Исходный текст:
Бегство Лафайета и подчинение его корпуса новой власти позволило Собранию не тревожиться относительно настроения войск, но теперь приходилось опасаться за положение на границах. Жирондисты, предвидя близкую борьбу с якобинцами, понимали важность наличия в армии такого вождя, который гарантировал бы им и победу над внешним врагом, и опору против врагов внутренних. У старых товарищей Дюмурье ненависть к нему отступила перед высоким мнением о его талантах и чести. Со своей стороны Дюмурье с присущей ему проницательностью наблюдал события 10 августа и составил о них свое собственное мнение. Генерал искренне оплакивал несчастье короля; но, какой бы ни была форма правления, отечество все-таки остается отечеством! Спасти отечество — вот единственная политика, какая в подобную минуту пригодна для солдата.
Немедленно завязалась тайная переписка между генералом и его старыми товарищами Серваном, Роланом и Клавьером. Жирондисты поздравляли себя с приобретением такой головы и такой руки. С другой стороны, якобинцы также завязали с Дюмурье сношения, которые рождены были случаем и из которых ловкий генерал извлек выгоду для своей карьеры.

Строки данных:

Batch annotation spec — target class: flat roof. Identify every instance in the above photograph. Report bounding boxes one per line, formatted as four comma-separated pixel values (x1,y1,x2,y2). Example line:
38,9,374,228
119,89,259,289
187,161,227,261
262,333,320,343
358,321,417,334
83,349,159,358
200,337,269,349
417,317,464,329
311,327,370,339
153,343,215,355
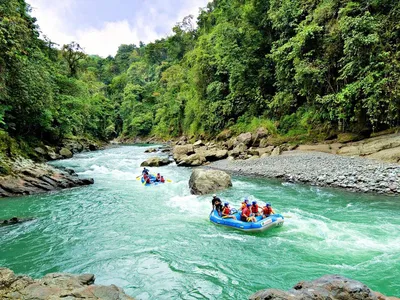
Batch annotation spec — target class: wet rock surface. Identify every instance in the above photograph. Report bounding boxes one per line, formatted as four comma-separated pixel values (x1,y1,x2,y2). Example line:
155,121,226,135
0,217,34,227
140,157,172,167
0,268,133,300
0,158,94,198
249,275,399,300
189,169,232,195
210,150,400,195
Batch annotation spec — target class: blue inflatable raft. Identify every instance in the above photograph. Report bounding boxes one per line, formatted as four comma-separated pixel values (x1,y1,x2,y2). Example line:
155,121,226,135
210,210,285,232
140,174,164,186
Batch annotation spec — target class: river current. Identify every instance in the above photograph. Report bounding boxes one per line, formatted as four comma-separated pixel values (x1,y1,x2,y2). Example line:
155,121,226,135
0,146,400,300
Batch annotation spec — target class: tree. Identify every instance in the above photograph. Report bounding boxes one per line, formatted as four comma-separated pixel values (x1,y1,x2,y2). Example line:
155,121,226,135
61,42,86,77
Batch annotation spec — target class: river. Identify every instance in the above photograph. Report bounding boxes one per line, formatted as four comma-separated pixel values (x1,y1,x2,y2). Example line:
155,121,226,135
0,146,400,300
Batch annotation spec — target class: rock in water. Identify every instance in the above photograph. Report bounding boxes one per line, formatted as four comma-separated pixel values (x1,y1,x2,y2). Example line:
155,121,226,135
0,157,94,198
249,275,398,300
60,148,73,158
189,169,232,195
0,268,133,300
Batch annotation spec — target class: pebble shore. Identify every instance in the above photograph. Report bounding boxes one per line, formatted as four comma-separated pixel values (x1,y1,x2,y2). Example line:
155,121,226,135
209,151,400,195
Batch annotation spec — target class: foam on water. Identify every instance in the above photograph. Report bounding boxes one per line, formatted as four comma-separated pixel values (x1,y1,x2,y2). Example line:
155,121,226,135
0,145,400,299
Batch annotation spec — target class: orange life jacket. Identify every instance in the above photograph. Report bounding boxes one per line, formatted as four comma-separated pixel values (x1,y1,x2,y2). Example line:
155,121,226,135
263,206,272,216
251,204,258,214
222,206,231,215
242,207,250,218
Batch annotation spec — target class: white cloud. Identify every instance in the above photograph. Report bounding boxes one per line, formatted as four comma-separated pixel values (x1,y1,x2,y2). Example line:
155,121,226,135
76,20,157,57
28,0,208,57
28,0,76,45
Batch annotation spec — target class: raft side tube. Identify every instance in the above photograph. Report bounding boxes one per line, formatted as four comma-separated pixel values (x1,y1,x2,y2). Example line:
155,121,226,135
210,210,285,232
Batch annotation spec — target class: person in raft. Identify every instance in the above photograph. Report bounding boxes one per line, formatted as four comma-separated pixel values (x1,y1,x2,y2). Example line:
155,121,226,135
250,201,261,217
263,202,275,219
222,202,236,220
211,194,222,216
156,173,161,182
143,174,151,184
240,198,249,210
240,203,256,222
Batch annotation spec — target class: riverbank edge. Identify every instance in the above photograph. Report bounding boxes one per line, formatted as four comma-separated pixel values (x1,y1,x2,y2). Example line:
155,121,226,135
208,150,400,196
0,136,106,199
0,267,134,300
249,275,400,300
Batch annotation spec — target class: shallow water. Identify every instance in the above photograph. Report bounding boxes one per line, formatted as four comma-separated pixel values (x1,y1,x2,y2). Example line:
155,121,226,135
0,146,400,299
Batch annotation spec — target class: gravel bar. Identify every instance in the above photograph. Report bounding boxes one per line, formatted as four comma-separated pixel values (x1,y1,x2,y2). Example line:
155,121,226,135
209,151,400,195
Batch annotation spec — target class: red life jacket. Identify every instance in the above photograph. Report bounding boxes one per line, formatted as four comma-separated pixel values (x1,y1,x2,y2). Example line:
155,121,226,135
222,206,231,215
251,204,258,214
242,207,250,218
263,206,272,216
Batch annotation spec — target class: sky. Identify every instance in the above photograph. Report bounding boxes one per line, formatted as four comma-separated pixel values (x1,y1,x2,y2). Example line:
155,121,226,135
27,0,209,57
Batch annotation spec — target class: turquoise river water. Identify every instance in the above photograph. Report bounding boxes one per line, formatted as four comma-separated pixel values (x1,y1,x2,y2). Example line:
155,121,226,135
0,146,400,299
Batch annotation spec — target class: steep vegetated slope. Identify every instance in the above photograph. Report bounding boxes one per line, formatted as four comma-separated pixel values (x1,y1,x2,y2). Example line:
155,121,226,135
0,0,400,159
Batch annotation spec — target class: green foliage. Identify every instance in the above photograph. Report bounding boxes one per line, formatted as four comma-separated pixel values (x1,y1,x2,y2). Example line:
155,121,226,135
229,116,277,134
0,0,400,148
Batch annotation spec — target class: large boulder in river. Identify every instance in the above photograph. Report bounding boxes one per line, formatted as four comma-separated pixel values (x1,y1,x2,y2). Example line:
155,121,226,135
249,275,398,300
231,143,247,157
0,157,93,198
0,268,133,300
140,157,171,167
173,144,194,163
178,153,207,167
198,148,228,162
189,169,232,195
236,132,252,146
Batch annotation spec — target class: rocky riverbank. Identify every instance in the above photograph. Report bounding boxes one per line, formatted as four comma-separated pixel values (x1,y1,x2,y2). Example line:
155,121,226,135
249,275,399,300
0,157,94,198
210,151,400,195
0,268,133,300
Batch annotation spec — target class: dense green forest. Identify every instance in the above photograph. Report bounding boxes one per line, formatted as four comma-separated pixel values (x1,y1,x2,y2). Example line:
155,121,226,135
0,0,400,149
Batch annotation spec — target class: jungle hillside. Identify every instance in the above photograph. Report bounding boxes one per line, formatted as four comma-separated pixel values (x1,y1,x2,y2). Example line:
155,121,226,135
0,0,400,152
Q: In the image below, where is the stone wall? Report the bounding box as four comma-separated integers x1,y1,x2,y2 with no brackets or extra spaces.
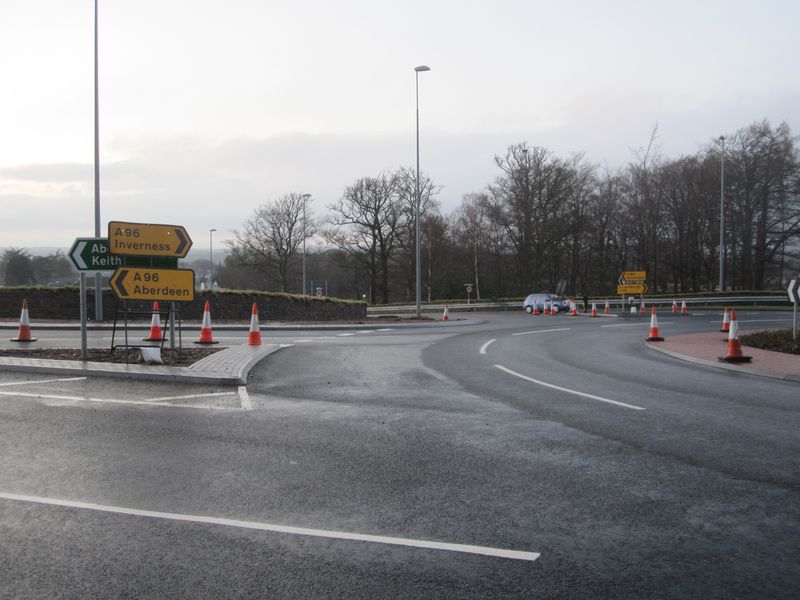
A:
0,286,367,323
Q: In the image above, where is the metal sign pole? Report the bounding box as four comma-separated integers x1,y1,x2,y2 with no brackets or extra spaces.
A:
81,271,88,360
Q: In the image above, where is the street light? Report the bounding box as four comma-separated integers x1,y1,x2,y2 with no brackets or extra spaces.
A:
208,229,216,290
719,135,725,292
414,65,431,319
303,194,311,295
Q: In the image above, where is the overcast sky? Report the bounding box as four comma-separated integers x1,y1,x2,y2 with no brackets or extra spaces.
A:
0,0,800,247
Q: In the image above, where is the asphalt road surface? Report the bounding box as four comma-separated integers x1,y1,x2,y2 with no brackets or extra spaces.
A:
0,311,800,599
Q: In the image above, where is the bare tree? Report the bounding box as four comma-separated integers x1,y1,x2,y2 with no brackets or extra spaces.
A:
227,193,316,292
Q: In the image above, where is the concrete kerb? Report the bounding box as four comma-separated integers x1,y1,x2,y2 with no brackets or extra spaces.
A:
644,342,800,383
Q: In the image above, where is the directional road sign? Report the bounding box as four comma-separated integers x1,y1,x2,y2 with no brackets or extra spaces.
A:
617,283,647,294
108,221,192,258
69,238,178,271
786,279,800,304
109,267,194,302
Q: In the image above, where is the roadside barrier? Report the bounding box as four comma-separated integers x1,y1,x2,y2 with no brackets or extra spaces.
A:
11,298,36,342
142,300,164,342
647,306,664,342
719,308,753,363
247,302,261,346
195,300,219,344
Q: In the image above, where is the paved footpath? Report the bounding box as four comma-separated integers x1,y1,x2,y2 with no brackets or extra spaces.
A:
646,331,800,382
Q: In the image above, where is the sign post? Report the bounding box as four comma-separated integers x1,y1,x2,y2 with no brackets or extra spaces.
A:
786,279,800,340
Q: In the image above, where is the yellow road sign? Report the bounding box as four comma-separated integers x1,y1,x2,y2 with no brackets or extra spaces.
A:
109,267,194,302
619,271,647,281
617,283,647,294
108,221,192,258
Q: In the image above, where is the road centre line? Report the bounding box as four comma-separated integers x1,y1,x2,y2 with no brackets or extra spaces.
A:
145,392,236,402
0,377,86,386
239,385,253,410
0,392,233,410
511,327,570,335
0,492,540,561
495,365,645,410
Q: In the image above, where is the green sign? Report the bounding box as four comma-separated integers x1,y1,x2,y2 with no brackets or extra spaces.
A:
69,238,178,271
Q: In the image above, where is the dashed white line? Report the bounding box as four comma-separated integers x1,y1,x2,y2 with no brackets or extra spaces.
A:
495,365,645,410
511,327,570,335
239,385,253,410
0,492,540,561
0,377,86,386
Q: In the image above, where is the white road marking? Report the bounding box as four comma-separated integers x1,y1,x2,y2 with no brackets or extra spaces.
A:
239,385,253,410
0,492,540,561
0,392,238,410
0,377,86,386
511,327,570,335
145,392,236,402
495,365,645,410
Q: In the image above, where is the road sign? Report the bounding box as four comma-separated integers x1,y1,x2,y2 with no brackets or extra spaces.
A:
619,271,647,283
109,267,194,302
786,279,800,304
617,283,647,294
69,238,178,271
108,221,192,258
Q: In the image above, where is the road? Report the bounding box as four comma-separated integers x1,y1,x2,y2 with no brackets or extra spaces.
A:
0,311,800,598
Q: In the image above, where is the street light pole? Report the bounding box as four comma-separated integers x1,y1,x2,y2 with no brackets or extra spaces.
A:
414,65,431,319
719,135,725,292
208,229,216,290
94,0,103,321
303,194,311,295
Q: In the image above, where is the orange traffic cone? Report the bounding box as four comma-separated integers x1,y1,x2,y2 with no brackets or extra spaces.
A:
719,308,753,363
143,300,164,342
195,300,219,344
247,302,261,346
11,299,36,342
720,306,731,333
647,306,664,342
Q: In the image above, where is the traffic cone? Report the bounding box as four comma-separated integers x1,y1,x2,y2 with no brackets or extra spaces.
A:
720,306,731,333
195,300,219,344
647,306,664,342
719,308,753,363
143,300,164,342
11,299,36,342
247,302,261,346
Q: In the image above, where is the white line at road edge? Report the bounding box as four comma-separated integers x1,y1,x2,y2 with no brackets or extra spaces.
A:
0,492,540,561
0,377,86,386
511,327,569,335
495,365,645,410
239,385,253,410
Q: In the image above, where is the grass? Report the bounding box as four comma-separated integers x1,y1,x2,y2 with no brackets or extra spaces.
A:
739,329,800,355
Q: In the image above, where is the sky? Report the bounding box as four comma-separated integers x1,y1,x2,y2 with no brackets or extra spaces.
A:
0,0,800,248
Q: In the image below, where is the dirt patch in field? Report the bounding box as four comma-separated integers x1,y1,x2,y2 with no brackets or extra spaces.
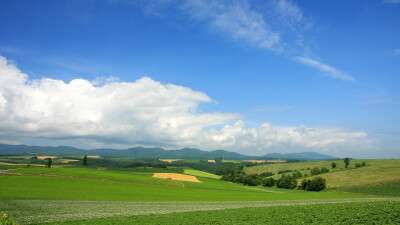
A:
60,159,79,163
159,159,183,163
243,160,265,163
153,173,201,183
0,162,45,166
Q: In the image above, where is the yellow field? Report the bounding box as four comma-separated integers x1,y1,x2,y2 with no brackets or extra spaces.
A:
38,156,57,160
159,159,183,163
243,160,265,163
153,173,201,183
245,159,400,188
267,159,287,163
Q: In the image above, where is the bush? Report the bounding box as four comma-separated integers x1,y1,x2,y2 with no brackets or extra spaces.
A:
241,174,261,186
292,171,303,179
311,167,329,175
311,167,321,175
299,177,326,191
276,174,297,189
260,172,274,177
262,177,275,187
278,170,292,174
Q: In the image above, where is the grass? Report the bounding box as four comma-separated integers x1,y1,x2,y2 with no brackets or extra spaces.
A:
184,169,221,179
245,159,400,195
0,168,366,201
0,199,400,224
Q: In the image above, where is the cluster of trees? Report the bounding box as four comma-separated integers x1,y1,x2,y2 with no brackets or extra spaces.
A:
310,167,329,176
355,162,366,168
221,167,274,186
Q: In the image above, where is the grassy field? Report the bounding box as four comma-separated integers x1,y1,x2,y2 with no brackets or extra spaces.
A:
245,159,400,196
0,160,400,224
0,199,400,224
184,169,221,179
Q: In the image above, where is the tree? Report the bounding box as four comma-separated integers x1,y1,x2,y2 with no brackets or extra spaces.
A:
262,177,275,187
47,158,53,168
343,157,350,168
83,155,87,166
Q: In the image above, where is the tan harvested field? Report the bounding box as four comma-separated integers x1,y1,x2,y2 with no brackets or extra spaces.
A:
60,159,79,163
245,159,400,188
267,160,287,163
153,173,201,183
159,159,183,163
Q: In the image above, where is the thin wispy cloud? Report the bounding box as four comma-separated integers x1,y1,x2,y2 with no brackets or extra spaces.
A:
296,56,355,81
0,56,368,154
182,0,281,51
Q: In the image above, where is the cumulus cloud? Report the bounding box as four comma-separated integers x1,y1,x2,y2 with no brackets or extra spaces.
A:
296,56,354,81
0,56,367,154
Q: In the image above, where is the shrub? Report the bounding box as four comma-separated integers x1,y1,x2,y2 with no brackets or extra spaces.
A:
300,177,326,191
276,174,297,189
262,177,275,187
310,167,321,175
0,213,17,225
343,157,350,168
278,170,292,174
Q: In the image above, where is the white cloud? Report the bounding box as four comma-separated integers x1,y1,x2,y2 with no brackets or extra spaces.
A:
0,56,368,154
296,56,354,81
182,0,280,51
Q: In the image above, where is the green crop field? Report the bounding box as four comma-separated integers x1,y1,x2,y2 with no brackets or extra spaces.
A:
56,201,400,224
0,160,400,224
184,169,221,179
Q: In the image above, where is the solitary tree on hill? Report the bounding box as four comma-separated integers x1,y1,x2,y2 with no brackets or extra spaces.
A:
47,158,53,168
83,155,87,166
343,157,350,168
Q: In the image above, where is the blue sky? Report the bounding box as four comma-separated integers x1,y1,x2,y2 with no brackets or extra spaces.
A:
0,0,400,158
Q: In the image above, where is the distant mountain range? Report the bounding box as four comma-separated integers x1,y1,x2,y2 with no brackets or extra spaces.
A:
0,144,338,161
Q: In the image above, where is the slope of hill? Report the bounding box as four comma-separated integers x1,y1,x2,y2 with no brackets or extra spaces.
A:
262,152,339,161
0,144,337,161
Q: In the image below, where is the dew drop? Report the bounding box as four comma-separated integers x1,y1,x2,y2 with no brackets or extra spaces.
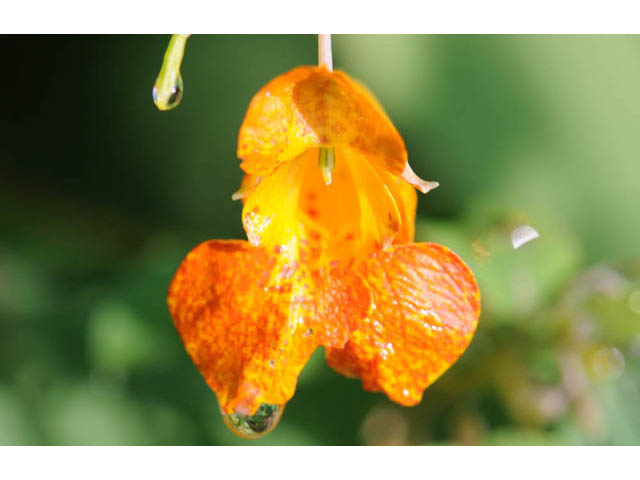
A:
221,403,284,440
153,72,184,110
511,225,540,249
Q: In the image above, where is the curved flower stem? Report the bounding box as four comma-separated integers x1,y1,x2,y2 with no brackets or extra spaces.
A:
318,34,333,72
153,34,191,110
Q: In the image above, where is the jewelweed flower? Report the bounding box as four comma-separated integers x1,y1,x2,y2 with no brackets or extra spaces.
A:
168,67,480,424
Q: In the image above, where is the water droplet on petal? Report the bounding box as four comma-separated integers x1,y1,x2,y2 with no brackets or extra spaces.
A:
511,225,540,249
221,403,284,439
153,72,184,110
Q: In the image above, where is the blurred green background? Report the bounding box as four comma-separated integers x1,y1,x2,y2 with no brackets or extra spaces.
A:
0,35,640,445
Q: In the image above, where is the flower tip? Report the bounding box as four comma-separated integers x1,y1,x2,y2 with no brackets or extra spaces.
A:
400,162,440,193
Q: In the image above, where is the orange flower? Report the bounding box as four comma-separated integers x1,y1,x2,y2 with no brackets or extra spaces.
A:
168,67,480,422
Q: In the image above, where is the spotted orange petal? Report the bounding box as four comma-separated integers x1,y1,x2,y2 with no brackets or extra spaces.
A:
168,240,371,415
238,66,407,176
327,243,480,406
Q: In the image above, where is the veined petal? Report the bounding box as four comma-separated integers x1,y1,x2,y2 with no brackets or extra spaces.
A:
242,152,315,249
167,240,371,415
338,149,402,254
238,66,407,176
327,243,480,406
377,168,418,244
242,148,402,261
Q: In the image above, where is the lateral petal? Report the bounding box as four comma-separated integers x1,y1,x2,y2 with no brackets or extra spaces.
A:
327,243,480,406
167,240,371,415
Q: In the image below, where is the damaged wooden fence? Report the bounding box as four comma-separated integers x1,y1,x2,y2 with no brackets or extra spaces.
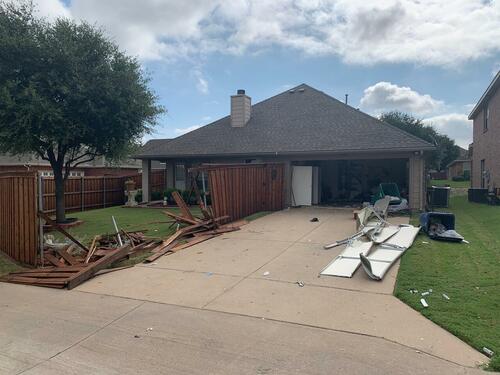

Задание: Перечислите все фамилии людей, упомянутые в тексте о Дюмурье и жирондистах.

Письменный ответ: Лафайет, Дюмурье, Серван, Ролан, Клавьер.